* begin READING PASSAGE *

Still Around

We are still here and doing well.  I can keep food on the table, the house clean, and laundry put away, but that doesn’t leave much time for blogging.  I’ve kept up pretty well on pictures of the girls (I’m trying not to let Matilda feel like the second child), so we have a lot of catching up to do with new posts.  Hang in there with us!


Having Fun at Work

My most recent trip to New York turned out to be a bit disappointing. Sure, I had a fantastic time with my colleagues, ate great food, and (most importantly) got some important work done to provide support for high poverty schools across the nation. But the let down was all weather-related. I had planned to attend the US Open with friends from work one night, but for both full days I was in NYC, rain caused all matches to be completely cancelled. No Federer, Nadal, or Djokovic for me (heck, I would have been happy just for a Roddick or Fish!), so hopefully I’ll get another chance next year to see my second of the four major tournaments (remember my post about the French Open last summer?).

* end READING PASSAGE *
* begin INFORMATION PROVIDED *

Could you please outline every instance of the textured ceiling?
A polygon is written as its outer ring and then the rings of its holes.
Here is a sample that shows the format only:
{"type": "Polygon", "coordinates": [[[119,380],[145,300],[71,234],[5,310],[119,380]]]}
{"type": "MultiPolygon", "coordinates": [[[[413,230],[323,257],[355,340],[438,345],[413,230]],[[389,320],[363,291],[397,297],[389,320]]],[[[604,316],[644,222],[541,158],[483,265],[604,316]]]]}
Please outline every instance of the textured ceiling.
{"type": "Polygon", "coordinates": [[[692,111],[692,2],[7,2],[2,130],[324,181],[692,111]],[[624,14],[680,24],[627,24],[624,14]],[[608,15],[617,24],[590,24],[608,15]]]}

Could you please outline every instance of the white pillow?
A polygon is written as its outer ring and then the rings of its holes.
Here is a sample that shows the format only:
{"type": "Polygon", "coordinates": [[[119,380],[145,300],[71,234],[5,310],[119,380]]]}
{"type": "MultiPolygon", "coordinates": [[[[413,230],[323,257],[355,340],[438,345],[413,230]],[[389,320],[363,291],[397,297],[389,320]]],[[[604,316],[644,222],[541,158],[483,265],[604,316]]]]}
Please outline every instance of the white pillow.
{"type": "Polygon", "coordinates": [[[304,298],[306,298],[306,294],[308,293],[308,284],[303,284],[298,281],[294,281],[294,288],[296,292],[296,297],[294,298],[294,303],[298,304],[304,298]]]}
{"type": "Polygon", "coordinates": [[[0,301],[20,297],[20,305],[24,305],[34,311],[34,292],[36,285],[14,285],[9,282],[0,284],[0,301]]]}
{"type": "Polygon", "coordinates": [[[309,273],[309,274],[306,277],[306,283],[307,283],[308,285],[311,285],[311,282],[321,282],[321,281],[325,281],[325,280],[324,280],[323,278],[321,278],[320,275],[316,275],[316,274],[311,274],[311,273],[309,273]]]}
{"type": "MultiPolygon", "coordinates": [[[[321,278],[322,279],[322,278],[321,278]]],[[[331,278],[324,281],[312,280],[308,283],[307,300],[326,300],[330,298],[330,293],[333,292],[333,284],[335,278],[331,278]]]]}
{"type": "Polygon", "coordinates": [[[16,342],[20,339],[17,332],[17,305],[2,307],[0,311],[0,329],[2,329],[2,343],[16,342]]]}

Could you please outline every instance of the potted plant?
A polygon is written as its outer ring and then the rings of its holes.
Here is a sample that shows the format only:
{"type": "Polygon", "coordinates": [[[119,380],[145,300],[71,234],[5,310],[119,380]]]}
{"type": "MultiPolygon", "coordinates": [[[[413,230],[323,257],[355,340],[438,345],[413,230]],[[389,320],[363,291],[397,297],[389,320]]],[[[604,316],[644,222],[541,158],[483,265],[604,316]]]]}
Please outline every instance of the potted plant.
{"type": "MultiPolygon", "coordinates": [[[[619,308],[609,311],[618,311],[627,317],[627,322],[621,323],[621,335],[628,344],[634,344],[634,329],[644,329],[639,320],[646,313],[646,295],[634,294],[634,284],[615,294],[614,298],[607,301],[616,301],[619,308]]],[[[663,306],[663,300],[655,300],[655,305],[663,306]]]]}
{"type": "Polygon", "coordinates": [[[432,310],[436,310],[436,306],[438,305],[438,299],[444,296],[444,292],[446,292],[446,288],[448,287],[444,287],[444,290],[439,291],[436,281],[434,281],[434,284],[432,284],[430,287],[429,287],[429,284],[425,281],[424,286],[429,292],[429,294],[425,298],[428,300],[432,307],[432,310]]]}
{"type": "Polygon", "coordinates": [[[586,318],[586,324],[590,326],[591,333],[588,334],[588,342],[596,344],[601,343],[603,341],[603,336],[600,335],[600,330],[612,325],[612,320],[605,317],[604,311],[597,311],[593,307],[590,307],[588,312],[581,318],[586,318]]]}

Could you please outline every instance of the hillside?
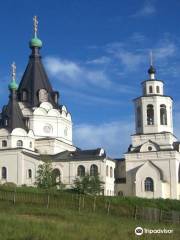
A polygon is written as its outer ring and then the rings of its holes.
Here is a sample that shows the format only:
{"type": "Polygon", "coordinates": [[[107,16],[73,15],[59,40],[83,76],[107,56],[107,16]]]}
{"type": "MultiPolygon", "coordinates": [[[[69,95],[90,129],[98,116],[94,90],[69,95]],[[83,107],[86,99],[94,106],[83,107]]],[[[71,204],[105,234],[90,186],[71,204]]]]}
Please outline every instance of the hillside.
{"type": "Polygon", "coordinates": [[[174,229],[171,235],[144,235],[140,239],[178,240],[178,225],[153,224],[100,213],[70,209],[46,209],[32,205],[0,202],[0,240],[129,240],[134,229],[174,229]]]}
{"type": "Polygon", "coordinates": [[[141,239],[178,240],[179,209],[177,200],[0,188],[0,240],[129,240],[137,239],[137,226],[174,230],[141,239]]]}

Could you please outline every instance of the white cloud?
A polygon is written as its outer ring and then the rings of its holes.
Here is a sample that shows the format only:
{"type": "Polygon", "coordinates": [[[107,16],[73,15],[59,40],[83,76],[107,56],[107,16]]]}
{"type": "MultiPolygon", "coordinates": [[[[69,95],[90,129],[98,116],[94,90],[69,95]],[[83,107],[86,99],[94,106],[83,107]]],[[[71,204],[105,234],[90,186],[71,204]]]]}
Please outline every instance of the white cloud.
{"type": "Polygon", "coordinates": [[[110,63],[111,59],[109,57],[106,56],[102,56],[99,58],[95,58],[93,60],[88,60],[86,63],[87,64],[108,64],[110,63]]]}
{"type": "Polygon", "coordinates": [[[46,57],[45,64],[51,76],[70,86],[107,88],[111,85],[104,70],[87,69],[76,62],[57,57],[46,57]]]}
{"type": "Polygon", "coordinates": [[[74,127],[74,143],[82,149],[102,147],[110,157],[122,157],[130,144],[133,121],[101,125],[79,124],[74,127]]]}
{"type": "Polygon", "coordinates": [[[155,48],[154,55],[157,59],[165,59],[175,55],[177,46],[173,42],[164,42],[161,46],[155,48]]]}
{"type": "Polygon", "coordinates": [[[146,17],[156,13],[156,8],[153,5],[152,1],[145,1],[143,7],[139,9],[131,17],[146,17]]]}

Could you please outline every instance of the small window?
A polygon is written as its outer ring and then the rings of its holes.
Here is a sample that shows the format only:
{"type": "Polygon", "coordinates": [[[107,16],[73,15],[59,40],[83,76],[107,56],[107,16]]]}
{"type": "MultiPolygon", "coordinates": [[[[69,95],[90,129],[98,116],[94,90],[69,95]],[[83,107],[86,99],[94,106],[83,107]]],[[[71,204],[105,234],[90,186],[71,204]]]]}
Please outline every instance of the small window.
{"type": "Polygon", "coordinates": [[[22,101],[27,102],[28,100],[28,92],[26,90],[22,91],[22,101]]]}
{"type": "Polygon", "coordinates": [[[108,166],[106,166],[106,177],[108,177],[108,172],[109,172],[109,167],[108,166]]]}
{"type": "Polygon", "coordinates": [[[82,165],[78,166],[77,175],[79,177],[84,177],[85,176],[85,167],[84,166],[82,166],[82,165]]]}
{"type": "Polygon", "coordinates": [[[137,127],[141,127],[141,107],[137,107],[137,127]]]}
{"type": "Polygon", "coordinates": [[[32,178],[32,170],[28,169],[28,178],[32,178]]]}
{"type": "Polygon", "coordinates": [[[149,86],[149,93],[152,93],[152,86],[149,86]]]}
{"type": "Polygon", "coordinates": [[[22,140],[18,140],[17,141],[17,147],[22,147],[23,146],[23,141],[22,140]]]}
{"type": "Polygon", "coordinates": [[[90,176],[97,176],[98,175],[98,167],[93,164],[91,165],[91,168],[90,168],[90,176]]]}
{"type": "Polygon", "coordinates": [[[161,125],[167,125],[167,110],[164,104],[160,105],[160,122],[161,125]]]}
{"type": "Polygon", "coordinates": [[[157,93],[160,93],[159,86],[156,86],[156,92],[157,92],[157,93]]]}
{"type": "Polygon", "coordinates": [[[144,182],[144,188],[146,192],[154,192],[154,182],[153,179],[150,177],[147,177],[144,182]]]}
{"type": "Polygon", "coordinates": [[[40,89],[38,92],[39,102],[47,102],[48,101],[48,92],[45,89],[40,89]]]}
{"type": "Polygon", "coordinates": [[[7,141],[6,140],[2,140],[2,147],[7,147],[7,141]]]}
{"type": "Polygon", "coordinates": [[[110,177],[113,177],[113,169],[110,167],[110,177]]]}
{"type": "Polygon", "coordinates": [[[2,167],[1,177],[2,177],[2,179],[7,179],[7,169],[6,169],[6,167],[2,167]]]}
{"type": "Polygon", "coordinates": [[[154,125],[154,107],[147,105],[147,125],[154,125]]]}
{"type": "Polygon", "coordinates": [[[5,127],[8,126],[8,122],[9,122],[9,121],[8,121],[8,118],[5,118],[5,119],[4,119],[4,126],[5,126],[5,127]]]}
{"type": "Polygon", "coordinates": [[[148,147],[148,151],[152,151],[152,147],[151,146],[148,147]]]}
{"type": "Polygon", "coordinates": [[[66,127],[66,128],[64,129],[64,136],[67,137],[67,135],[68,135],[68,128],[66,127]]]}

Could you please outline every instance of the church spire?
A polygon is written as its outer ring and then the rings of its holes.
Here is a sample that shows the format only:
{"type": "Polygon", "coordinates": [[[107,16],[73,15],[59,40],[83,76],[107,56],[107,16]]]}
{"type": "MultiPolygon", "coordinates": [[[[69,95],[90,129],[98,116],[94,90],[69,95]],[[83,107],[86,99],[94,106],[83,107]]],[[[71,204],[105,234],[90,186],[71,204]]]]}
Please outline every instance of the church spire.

* end INFORMATION PROVIDED *
* begin INFORMATION PROVIDED *

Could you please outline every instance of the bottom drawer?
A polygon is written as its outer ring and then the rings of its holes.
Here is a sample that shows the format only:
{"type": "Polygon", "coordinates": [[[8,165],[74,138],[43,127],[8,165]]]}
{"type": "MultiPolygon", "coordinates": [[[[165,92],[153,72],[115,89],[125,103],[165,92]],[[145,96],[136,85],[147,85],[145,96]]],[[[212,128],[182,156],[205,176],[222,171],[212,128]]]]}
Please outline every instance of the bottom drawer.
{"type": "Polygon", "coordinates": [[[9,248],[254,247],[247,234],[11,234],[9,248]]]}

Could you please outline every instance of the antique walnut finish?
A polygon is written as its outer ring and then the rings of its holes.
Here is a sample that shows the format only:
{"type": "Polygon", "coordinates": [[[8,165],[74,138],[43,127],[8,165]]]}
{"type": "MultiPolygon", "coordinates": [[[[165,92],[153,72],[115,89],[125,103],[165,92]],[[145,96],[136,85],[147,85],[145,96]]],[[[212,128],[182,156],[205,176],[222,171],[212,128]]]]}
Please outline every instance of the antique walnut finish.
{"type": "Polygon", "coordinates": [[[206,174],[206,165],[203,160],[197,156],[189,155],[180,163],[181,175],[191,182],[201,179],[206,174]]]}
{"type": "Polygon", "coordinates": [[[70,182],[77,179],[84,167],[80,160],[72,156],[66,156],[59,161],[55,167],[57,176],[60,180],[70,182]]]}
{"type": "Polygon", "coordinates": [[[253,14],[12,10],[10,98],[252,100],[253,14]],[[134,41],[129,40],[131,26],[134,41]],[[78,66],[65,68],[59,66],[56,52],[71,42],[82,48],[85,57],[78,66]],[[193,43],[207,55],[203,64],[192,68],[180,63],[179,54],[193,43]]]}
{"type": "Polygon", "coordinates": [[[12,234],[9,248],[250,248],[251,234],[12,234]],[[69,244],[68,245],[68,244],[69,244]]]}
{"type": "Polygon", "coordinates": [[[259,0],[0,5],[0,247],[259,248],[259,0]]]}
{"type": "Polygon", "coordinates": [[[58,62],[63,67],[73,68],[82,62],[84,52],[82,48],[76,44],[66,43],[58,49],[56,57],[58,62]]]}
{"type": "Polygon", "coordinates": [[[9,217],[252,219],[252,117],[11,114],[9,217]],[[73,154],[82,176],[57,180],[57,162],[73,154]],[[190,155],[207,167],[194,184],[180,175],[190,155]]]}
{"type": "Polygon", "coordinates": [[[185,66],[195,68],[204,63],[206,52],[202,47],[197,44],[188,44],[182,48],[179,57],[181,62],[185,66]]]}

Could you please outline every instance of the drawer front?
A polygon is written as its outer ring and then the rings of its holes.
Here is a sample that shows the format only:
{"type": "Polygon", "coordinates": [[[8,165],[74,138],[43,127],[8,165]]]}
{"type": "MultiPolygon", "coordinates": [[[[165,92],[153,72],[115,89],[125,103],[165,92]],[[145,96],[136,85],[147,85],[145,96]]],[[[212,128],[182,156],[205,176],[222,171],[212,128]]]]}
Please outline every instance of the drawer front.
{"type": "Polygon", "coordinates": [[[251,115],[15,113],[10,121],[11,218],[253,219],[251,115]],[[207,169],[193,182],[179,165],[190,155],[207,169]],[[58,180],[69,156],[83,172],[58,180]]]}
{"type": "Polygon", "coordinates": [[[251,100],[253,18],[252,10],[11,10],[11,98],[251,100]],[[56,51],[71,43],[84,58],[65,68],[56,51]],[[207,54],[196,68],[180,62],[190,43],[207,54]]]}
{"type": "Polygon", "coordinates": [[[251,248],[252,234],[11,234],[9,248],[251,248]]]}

* end INFORMATION PROVIDED *

-- EXERCISE --
Resume the family blog text above, beginning right after its last sentence about the French Open.

-- THE REPLY --
The previous week I was in Dallas for a satellite media tour kicking off our Limeades for Learning partnership with SONIC Drive-In. The tour included filming 25 (mostly live) TV and radio interviews in a 6 hour span for news stations across the country. I wasn't a big fan of the 4:30am call time, but it was a great experience (no, I'm not linking to any video footage, but if you Google hard enough you can find it). The extra perks of being in Dallas meant seeing one of my former colleagues and hanging out, an amazing dinner at Tom Colicchio's Craft (sorry, their main site is down), and delicious lunch at the Meddlesome Moth.

To top it all off, two of my colleagues were in town last week for a conference and invited me out on the town for their festivities. It’s nice to see an Indianapolis company put on a great show to impress its attendees and clients (mostly coming from the coasts). The first night was a fantastic gala at the Eiteljorg Museum, complete with delicious food and drink. The second night featured special VIP passes to the Katy Perry concert and a post-concert private midnight concert by Black Joe Lewis and the Honeybears.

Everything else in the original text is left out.